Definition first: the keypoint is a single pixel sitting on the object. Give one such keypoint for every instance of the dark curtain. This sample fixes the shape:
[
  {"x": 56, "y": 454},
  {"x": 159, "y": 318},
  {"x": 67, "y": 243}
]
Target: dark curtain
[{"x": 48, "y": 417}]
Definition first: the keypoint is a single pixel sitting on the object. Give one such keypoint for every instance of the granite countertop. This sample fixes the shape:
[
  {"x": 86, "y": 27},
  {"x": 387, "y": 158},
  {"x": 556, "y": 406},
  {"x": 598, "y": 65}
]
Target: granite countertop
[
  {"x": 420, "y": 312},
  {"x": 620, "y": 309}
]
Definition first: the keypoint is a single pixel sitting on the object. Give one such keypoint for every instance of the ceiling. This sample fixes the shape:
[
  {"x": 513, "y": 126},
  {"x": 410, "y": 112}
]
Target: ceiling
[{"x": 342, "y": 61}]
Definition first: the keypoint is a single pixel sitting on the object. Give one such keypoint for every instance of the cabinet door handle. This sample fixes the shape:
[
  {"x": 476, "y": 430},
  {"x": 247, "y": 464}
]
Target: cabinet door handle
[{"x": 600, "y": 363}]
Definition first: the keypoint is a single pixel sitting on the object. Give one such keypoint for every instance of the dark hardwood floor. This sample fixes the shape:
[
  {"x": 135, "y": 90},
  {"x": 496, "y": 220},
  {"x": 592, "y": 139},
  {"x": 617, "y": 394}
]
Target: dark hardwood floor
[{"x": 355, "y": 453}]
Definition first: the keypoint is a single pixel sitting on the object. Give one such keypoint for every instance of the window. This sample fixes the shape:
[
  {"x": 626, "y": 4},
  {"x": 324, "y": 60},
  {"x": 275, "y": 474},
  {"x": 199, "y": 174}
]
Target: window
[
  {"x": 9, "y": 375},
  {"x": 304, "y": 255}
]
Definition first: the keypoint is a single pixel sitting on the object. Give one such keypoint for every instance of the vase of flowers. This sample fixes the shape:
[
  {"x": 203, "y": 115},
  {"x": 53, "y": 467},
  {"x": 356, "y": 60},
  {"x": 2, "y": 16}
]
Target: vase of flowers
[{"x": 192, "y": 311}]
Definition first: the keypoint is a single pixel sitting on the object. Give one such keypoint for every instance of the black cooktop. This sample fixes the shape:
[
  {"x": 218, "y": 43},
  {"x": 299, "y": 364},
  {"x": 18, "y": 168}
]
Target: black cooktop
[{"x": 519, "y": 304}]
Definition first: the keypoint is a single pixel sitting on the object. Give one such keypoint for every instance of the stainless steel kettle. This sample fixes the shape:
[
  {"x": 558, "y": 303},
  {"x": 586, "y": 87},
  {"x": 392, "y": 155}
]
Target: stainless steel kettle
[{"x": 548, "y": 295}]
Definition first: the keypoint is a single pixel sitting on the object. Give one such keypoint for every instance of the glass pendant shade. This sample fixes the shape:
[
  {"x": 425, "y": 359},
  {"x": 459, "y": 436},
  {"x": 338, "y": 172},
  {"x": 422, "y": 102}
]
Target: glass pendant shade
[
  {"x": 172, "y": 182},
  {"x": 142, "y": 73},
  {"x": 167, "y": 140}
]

▶ [PROBLEM DESCRIPTION]
Reproduce the entries from the line containing "of the glass" through the end of the entries, swapping "pendant shade" for "pendant light" and leaving everything else unchanged.

▶ [TASK SOLUTION]
Definition first: the keypoint is a single pixel sitting on the object. Give one such keypoint for every instance of the glass pendant light. This sample fixes the shape:
[
  {"x": 425, "y": 359},
  {"x": 459, "y": 436},
  {"x": 338, "y": 172},
  {"x": 422, "y": 102}
]
Target: glass pendant light
[
  {"x": 172, "y": 182},
  {"x": 142, "y": 73},
  {"x": 167, "y": 140}
]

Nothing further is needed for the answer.